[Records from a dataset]
★ ★ ★ ★ ★

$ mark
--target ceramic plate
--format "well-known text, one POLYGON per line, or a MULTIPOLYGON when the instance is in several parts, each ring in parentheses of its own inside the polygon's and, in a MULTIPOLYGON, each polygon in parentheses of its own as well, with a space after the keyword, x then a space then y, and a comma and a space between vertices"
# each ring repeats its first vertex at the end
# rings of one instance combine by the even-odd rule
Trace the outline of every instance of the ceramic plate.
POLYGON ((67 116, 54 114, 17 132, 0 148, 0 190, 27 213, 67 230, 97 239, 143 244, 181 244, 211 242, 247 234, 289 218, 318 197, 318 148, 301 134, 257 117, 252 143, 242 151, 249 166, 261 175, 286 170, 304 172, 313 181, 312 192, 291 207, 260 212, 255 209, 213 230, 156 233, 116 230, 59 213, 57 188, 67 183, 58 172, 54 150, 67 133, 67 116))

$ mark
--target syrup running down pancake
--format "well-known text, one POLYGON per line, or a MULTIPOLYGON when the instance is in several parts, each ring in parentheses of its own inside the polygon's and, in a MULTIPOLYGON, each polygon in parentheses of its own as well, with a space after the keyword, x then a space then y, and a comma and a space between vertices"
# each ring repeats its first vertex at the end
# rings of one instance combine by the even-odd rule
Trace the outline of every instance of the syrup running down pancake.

★ ★ ★ ★ ★

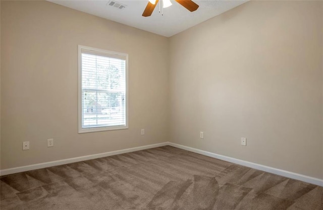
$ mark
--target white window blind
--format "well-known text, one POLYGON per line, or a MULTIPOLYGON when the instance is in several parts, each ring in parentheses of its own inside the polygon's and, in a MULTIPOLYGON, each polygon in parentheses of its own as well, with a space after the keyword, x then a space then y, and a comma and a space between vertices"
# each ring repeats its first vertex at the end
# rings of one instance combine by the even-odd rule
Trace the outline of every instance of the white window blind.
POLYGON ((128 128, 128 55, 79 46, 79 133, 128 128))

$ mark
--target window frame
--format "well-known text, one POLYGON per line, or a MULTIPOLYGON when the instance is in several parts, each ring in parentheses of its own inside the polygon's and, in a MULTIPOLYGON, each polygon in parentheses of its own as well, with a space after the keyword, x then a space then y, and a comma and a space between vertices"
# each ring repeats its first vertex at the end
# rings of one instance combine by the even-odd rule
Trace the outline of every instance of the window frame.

★ ★ ★ ★ ★

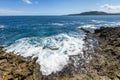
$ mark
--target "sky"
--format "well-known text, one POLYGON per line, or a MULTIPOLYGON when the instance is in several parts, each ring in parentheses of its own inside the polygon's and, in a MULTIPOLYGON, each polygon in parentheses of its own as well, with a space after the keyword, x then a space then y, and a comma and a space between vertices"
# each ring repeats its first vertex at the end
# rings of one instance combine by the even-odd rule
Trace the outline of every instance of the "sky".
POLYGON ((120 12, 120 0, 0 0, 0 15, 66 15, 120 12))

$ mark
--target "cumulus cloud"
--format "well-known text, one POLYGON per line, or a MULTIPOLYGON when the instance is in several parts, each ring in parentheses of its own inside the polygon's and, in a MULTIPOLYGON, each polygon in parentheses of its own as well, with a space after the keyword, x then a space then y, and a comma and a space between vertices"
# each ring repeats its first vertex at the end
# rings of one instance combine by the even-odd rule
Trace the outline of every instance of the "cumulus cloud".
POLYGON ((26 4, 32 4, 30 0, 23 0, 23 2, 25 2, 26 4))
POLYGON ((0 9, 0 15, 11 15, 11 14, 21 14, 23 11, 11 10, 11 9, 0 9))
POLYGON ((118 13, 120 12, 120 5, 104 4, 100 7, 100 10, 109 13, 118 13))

★ ★ ★ ★ ★

**Given instruction**:
Collect every line of the listing above that holds the word "blind".

**Solution for this exercise**:
--target white window blind
Trace the outline of every instance of the white window blind.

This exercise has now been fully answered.